### [WORK TO COMPLETE]
Look for "point" in each line of the entries, and return the matching lines.

___ PROVIDED RECORDS ___

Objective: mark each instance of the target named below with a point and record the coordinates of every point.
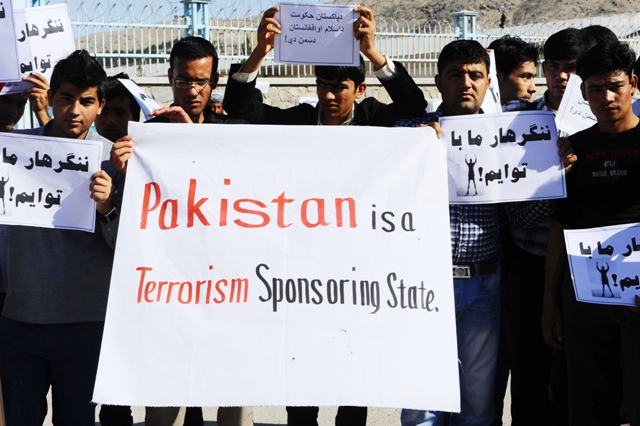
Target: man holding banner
(52, 322)
(463, 79)
(601, 342)
(338, 88)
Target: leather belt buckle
(461, 271)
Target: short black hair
(597, 34)
(565, 45)
(510, 52)
(606, 58)
(356, 74)
(81, 70)
(467, 51)
(114, 90)
(192, 48)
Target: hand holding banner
(317, 35)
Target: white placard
(9, 66)
(147, 104)
(605, 263)
(44, 181)
(492, 103)
(44, 36)
(574, 113)
(316, 34)
(282, 265)
(502, 157)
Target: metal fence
(136, 36)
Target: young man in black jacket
(338, 88)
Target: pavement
(268, 416)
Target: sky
(218, 8)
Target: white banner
(45, 181)
(9, 68)
(282, 265)
(44, 36)
(316, 34)
(574, 113)
(504, 157)
(605, 263)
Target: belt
(476, 269)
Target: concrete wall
(286, 92)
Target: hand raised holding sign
(364, 29)
(268, 28)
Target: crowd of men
(53, 316)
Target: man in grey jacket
(52, 321)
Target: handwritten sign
(147, 104)
(9, 68)
(502, 157)
(574, 113)
(491, 103)
(43, 36)
(282, 265)
(45, 181)
(317, 35)
(605, 263)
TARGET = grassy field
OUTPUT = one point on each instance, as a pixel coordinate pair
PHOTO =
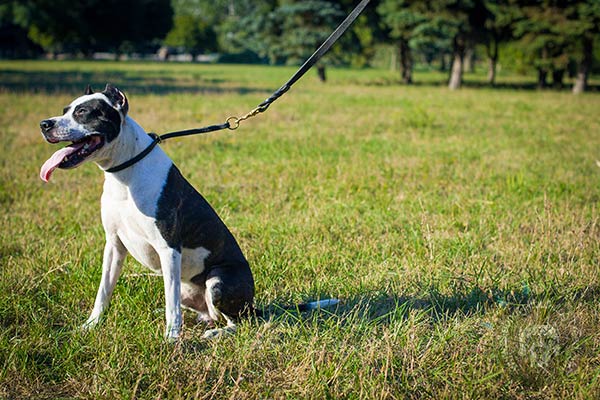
(459, 229)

___

### [OUTPUT OF THE TASK]
Objective: mark each instance of the target named below with a point and record the coordinates of every point.
OUTPUT = one point on each instance, as a pixel coordinate pair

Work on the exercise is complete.